#### DIRECTIONS FOR THIS TASK
Exactly the lines from the one containing "Mark a point on each instance of the metal balcony" through the end of the data below are to be reproduced, and nothing besides them.

■ ■ ■ ■ ■ ■ ■

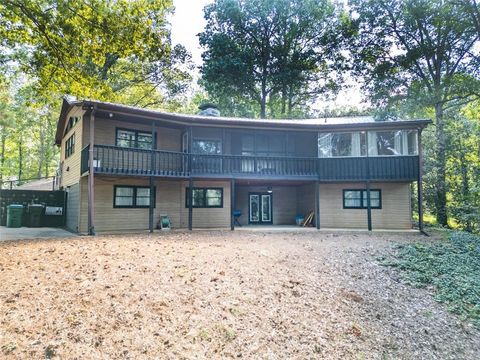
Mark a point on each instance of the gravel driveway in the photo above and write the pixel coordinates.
(204, 295)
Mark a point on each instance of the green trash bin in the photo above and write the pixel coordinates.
(14, 215)
(35, 212)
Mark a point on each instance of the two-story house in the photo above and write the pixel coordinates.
(124, 167)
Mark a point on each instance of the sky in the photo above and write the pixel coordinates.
(188, 21)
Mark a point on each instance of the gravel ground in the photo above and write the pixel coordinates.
(208, 295)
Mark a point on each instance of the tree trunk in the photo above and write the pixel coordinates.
(263, 107)
(263, 99)
(465, 186)
(20, 160)
(3, 141)
(441, 190)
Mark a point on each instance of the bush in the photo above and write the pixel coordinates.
(451, 266)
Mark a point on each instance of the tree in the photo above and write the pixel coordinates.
(107, 50)
(421, 51)
(273, 53)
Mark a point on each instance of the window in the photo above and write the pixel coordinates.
(388, 143)
(201, 146)
(70, 146)
(357, 199)
(342, 144)
(72, 121)
(134, 139)
(131, 196)
(205, 197)
(380, 143)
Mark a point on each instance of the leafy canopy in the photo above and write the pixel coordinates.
(268, 53)
(110, 50)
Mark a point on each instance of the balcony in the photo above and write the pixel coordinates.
(115, 160)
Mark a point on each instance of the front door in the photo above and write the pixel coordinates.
(260, 208)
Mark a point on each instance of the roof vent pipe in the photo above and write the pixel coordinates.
(208, 109)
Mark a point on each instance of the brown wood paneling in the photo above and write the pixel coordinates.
(207, 217)
(394, 214)
(167, 138)
(72, 163)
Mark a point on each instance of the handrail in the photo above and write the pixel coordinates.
(123, 160)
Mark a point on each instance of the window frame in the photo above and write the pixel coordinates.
(134, 205)
(70, 146)
(205, 206)
(363, 199)
(136, 132)
(218, 141)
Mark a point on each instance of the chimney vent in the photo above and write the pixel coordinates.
(208, 109)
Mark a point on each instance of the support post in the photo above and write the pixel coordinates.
(232, 204)
(151, 182)
(369, 208)
(91, 183)
(317, 204)
(190, 203)
(420, 182)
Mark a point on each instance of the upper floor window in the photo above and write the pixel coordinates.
(131, 196)
(134, 139)
(379, 143)
(202, 146)
(72, 121)
(70, 146)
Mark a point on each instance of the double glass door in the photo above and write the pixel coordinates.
(260, 208)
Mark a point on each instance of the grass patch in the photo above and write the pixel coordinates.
(451, 266)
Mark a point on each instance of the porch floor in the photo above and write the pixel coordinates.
(294, 228)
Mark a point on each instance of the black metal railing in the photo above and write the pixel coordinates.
(128, 161)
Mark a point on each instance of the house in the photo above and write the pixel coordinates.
(124, 167)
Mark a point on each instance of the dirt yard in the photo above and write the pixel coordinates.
(208, 295)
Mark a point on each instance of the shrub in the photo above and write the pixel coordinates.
(451, 266)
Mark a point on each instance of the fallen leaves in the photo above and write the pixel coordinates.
(210, 295)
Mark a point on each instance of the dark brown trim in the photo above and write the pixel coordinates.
(260, 222)
(317, 204)
(232, 204)
(188, 120)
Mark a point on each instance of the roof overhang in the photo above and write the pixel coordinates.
(109, 110)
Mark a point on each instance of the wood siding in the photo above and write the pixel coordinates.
(170, 200)
(287, 201)
(72, 163)
(394, 214)
(207, 217)
(169, 139)
(305, 199)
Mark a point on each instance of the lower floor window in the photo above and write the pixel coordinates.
(357, 199)
(205, 197)
(131, 196)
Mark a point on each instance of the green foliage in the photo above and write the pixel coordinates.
(268, 57)
(417, 55)
(451, 266)
(107, 50)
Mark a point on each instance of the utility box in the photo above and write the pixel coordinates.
(14, 215)
(35, 212)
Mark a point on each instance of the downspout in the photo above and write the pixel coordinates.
(420, 183)
(91, 183)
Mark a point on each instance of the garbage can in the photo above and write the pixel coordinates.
(35, 215)
(14, 215)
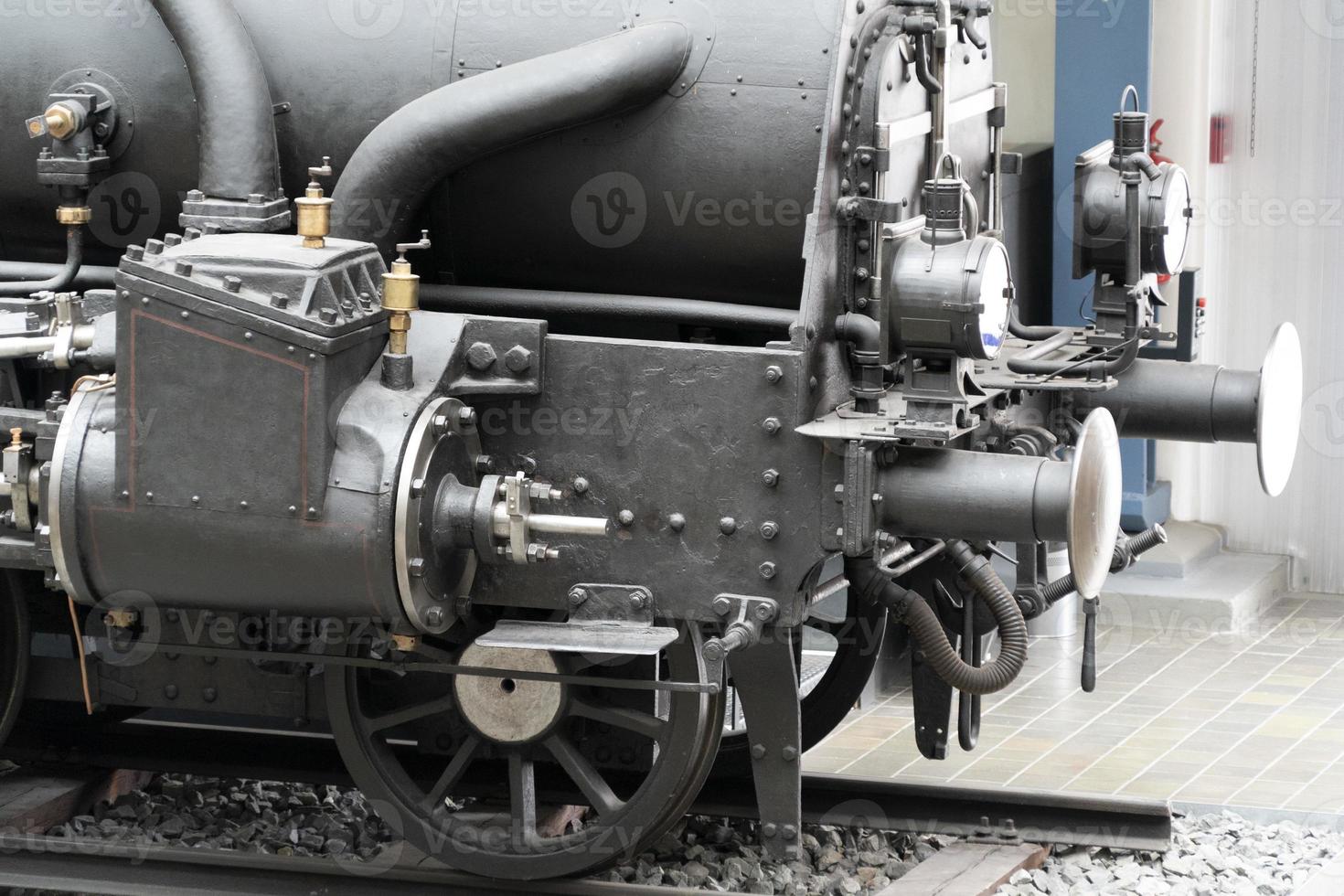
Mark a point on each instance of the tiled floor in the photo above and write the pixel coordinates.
(1254, 719)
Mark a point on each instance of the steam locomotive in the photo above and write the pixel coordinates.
(717, 343)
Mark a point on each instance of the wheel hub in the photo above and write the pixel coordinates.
(508, 709)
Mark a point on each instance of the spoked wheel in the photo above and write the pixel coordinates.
(526, 778)
(827, 700)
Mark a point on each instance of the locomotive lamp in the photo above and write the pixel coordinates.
(1120, 194)
(951, 292)
(315, 208)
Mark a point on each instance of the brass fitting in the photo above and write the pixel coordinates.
(315, 208)
(59, 120)
(73, 215)
(400, 294)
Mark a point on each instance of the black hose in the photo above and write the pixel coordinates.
(431, 137)
(238, 155)
(537, 303)
(62, 278)
(928, 629)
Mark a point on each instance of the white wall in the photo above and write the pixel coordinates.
(1275, 251)
(1023, 42)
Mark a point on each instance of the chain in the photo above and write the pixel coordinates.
(1254, 78)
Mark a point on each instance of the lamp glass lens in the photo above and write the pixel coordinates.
(994, 294)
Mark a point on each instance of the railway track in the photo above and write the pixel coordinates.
(975, 813)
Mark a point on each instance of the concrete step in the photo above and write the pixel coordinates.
(1227, 592)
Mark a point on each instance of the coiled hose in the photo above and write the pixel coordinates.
(928, 629)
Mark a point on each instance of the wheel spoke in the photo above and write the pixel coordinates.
(411, 713)
(454, 772)
(640, 723)
(522, 790)
(589, 779)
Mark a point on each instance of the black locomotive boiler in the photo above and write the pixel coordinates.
(631, 341)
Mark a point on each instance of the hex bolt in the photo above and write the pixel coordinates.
(480, 357)
(517, 359)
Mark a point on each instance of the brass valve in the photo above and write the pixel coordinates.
(315, 208)
(60, 120)
(400, 294)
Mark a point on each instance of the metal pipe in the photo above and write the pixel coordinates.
(949, 493)
(60, 277)
(431, 137)
(238, 155)
(535, 303)
(1183, 402)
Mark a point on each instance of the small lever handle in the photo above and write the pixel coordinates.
(405, 248)
(1089, 676)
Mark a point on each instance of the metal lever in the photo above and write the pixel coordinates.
(1089, 675)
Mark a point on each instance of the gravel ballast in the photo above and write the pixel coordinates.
(1220, 855)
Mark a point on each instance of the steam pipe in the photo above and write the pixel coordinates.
(60, 278)
(431, 137)
(535, 303)
(238, 155)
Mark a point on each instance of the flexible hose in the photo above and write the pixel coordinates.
(60, 280)
(933, 640)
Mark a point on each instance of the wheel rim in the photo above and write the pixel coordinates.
(507, 836)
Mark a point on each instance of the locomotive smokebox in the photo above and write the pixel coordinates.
(1209, 403)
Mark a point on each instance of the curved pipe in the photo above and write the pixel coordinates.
(928, 629)
(431, 137)
(62, 278)
(238, 155)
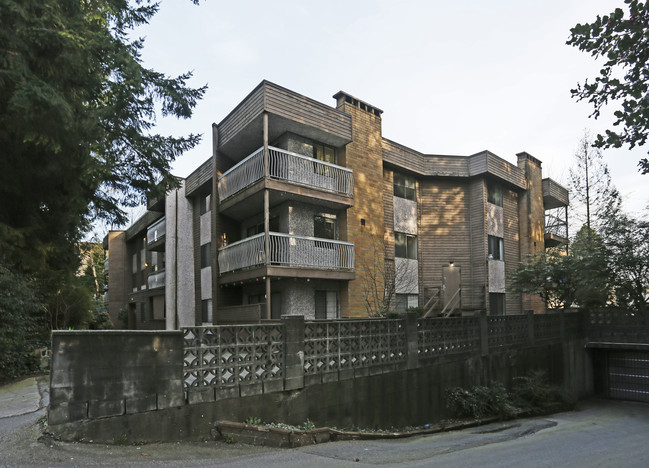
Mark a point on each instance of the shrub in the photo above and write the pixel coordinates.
(22, 329)
(480, 401)
(534, 390)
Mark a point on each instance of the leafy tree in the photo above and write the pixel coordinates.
(21, 327)
(627, 240)
(591, 275)
(591, 186)
(548, 274)
(77, 114)
(623, 41)
(381, 277)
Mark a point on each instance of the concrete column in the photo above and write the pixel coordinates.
(267, 216)
(484, 333)
(530, 326)
(267, 248)
(213, 214)
(293, 351)
(410, 320)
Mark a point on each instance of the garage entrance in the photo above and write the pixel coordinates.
(621, 374)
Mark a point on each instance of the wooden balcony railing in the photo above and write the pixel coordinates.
(290, 167)
(287, 250)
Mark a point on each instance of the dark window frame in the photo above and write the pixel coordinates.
(497, 304)
(496, 248)
(321, 304)
(495, 193)
(405, 245)
(404, 186)
(206, 255)
(205, 203)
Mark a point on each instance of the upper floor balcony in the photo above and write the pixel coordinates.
(555, 203)
(293, 175)
(290, 255)
(155, 235)
(156, 280)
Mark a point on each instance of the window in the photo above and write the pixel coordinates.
(142, 312)
(324, 226)
(496, 248)
(495, 193)
(257, 299)
(326, 305)
(324, 153)
(206, 203)
(496, 304)
(405, 186)
(206, 255)
(404, 301)
(405, 245)
(206, 311)
(273, 226)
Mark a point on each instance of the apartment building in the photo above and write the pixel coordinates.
(305, 208)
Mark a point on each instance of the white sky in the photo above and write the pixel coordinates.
(451, 77)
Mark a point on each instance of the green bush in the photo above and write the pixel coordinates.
(534, 390)
(480, 401)
(100, 321)
(22, 327)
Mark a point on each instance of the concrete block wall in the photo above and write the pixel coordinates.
(98, 374)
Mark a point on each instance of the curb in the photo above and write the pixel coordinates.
(229, 431)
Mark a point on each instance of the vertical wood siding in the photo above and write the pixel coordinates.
(444, 234)
(512, 247)
(478, 232)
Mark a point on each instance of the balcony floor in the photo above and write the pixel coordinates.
(277, 271)
(250, 201)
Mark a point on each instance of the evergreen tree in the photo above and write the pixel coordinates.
(592, 193)
(622, 40)
(627, 240)
(77, 114)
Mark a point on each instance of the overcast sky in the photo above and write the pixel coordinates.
(451, 77)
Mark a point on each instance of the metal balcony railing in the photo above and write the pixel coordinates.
(556, 225)
(287, 250)
(290, 167)
(156, 231)
(156, 280)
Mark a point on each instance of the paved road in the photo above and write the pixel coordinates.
(598, 433)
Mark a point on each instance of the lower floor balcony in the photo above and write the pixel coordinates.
(287, 254)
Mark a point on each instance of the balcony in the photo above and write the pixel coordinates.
(291, 173)
(155, 235)
(156, 280)
(289, 253)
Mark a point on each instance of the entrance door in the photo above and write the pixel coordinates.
(276, 306)
(451, 295)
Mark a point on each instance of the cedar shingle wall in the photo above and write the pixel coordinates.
(242, 115)
(364, 157)
(512, 247)
(298, 108)
(478, 227)
(444, 234)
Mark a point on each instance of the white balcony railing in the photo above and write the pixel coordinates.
(311, 172)
(290, 167)
(287, 250)
(156, 231)
(242, 175)
(156, 280)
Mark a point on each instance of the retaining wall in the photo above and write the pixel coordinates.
(364, 374)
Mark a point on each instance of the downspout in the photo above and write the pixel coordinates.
(176, 321)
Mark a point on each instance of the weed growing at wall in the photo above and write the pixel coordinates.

■ ■ ■ ■ ■ ■ ■

#### TASK RESULT
Mark a point on each instance of the metal balcony railing in the photo above and write the pixel coordinates.
(556, 225)
(287, 250)
(290, 167)
(156, 231)
(156, 280)
Mark a point on each instance of the paved road in the photo above and write the pixel coordinates.
(598, 433)
Mark a point on each instance of the lower floor balcony in the photo above and write the pixel coordinates.
(287, 254)
Mark a point on each instance of the balcony in the photo above and write the pixel coordinates.
(291, 173)
(155, 235)
(156, 280)
(289, 253)
Mark a point on each instance of the entrance door in the photo above and write the pixel coordinates.
(276, 306)
(451, 295)
Mark a point on each instance of the cedar shingle wall in the photo above and write the pixel coordinates.
(242, 115)
(364, 157)
(512, 247)
(298, 108)
(478, 227)
(444, 234)
Mark a point on each instance of the white balcony railing in the photo above and write the pixel coordinates.
(311, 172)
(290, 167)
(287, 250)
(156, 231)
(242, 175)
(156, 280)
Mark a point on each instance of the retaining wall in the photo above and write the pixel coordinates.
(364, 374)
Mark a point on each instance of the downspout in the photo above and write the pixel coordinates.
(176, 321)
Mark a point on each instance of the weed growing at wall in the photo above and write the pixel coordinates.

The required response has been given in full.